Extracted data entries
>>

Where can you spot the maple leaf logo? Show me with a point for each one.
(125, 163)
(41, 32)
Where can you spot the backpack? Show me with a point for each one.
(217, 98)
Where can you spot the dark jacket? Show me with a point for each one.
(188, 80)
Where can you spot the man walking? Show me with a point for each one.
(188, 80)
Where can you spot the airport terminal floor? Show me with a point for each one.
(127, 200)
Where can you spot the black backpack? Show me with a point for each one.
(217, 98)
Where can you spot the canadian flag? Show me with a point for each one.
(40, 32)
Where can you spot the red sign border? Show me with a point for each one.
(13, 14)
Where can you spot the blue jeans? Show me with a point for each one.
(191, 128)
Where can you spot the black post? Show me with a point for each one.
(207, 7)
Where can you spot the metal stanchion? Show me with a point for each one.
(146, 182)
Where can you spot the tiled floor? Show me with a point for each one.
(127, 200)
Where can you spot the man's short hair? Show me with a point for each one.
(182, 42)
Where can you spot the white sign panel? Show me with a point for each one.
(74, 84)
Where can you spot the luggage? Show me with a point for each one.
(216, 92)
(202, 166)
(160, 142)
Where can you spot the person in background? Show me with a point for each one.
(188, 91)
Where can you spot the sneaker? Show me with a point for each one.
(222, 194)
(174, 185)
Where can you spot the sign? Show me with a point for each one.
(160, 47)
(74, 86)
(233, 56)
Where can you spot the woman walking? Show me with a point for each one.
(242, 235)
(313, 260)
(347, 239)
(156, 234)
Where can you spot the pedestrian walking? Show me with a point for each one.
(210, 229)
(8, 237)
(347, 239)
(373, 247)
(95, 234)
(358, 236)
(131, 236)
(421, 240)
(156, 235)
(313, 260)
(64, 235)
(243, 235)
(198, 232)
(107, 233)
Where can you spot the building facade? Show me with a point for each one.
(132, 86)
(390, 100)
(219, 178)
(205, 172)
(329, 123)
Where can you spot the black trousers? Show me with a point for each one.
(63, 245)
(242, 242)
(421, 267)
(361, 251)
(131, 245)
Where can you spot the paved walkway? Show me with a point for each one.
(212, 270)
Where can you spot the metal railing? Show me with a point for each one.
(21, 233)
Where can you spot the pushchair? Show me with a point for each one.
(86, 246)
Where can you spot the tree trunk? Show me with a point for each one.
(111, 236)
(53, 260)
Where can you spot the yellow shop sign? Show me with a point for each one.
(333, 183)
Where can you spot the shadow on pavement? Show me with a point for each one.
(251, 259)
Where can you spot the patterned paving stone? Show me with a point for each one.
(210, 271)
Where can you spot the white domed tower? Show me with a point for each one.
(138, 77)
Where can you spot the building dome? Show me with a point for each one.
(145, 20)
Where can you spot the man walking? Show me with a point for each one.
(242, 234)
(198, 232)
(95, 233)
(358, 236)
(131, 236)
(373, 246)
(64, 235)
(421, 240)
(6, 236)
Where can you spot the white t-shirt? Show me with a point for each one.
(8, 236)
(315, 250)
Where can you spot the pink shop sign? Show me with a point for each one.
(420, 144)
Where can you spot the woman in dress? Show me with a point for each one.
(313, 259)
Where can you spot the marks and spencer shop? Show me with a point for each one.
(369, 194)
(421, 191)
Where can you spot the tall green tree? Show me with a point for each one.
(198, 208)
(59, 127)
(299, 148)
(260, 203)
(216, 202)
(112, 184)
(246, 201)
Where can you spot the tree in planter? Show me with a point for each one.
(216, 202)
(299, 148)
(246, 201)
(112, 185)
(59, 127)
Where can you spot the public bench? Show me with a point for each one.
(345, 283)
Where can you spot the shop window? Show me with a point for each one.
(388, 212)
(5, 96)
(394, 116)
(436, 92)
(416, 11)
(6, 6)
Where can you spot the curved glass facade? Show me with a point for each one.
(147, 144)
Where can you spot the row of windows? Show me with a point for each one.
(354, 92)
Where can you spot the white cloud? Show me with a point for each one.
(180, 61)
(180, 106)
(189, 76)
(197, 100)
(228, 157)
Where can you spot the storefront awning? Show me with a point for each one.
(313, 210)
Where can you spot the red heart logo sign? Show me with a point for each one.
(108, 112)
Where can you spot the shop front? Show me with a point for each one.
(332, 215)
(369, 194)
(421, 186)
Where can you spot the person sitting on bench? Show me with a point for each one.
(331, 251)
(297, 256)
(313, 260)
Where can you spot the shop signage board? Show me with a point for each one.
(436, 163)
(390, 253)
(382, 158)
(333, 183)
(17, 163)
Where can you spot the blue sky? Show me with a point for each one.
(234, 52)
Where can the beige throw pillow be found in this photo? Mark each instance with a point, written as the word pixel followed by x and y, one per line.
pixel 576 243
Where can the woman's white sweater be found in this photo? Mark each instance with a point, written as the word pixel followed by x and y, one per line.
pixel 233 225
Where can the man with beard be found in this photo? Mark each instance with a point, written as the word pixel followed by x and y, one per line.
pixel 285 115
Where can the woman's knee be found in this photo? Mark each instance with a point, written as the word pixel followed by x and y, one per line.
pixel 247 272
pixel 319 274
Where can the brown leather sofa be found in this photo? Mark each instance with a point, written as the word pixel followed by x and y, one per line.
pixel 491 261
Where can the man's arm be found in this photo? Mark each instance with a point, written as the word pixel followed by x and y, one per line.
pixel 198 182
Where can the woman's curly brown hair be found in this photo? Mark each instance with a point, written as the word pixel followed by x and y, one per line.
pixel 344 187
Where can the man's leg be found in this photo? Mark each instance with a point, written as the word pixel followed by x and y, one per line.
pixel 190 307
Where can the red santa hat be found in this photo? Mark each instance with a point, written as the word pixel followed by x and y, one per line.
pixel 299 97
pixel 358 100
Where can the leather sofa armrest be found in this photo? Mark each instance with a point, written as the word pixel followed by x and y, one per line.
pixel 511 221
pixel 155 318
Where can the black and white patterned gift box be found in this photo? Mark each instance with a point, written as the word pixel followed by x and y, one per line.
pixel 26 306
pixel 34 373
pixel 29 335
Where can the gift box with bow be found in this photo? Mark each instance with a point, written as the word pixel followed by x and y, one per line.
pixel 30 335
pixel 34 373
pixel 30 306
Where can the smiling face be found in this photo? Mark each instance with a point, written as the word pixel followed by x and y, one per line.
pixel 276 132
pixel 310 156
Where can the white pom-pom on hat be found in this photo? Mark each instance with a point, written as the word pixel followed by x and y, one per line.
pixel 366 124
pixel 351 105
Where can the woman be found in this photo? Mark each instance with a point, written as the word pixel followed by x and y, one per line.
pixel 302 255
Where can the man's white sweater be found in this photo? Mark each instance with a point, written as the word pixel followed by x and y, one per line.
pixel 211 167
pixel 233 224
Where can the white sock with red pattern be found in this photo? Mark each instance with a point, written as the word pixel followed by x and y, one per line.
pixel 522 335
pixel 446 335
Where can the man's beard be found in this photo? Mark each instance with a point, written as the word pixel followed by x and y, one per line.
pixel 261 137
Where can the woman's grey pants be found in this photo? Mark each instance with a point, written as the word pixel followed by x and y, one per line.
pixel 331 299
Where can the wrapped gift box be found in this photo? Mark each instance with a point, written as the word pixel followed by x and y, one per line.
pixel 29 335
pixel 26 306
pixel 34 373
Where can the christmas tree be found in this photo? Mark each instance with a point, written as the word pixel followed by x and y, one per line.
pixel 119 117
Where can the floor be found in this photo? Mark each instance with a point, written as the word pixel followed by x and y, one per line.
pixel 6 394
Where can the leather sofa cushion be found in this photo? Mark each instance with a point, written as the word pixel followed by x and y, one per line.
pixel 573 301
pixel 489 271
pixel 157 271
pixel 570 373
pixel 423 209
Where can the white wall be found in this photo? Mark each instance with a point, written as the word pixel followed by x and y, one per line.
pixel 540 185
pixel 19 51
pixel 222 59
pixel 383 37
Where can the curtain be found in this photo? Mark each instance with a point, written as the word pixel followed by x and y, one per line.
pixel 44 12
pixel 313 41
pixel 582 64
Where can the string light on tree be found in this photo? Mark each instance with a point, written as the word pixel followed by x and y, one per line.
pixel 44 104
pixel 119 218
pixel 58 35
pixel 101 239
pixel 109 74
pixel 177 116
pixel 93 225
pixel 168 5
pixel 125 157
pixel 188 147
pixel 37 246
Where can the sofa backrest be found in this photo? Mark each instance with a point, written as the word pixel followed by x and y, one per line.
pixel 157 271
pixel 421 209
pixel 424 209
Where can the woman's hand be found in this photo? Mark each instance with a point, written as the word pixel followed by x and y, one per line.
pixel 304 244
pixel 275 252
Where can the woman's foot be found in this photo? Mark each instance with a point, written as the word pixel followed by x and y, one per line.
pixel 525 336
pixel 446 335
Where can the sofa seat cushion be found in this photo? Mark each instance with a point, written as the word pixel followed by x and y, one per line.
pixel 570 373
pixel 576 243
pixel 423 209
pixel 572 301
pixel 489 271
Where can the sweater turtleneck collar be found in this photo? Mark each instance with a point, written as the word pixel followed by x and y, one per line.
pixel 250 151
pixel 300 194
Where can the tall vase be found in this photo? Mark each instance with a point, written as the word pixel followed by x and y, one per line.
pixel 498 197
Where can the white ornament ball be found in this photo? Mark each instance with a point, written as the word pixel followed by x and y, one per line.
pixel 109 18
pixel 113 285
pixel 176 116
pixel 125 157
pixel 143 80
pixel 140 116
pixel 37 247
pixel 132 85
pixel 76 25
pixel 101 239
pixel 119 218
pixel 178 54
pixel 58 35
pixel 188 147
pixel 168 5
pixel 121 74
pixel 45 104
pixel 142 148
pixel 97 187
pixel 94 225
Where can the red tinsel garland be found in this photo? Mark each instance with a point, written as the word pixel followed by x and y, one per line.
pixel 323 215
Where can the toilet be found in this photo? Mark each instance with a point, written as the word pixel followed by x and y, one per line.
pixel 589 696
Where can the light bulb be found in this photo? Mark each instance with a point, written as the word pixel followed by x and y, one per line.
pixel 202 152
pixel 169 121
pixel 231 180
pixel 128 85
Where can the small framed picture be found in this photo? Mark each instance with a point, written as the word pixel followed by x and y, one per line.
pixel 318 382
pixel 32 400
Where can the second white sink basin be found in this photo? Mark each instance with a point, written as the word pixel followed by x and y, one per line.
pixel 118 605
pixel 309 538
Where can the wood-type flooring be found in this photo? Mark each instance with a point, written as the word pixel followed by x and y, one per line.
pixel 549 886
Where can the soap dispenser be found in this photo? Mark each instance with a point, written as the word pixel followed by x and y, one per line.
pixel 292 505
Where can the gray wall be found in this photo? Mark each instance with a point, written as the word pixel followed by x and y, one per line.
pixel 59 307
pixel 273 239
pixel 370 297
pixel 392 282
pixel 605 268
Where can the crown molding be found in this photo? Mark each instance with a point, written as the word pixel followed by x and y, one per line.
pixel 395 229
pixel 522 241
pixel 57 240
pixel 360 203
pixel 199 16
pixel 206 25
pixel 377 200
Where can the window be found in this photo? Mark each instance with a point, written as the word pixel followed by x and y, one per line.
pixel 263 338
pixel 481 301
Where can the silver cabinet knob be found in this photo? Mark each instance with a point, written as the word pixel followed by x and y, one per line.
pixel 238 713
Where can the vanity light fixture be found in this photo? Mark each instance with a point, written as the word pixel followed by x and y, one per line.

<<

→ Task item
Retype exactly, please, each line from the line that contains "Where can the window" through the last line of the entries above, with nothing added.

→ Answer
Where can the window be found in this photo? Mark each instance with a point, written as the word pixel followed by x and y, one per line.
pixel 263 338
pixel 481 301
Where can the silver cabinet knob be found in this photo? Mark each instance with a point, written as the word pixel followed by x and y, one per line.
pixel 238 713
Where can the vanity light fixture be found in this photo? Mark each instance with a point, written as the word pixel followed by x and y, one per line.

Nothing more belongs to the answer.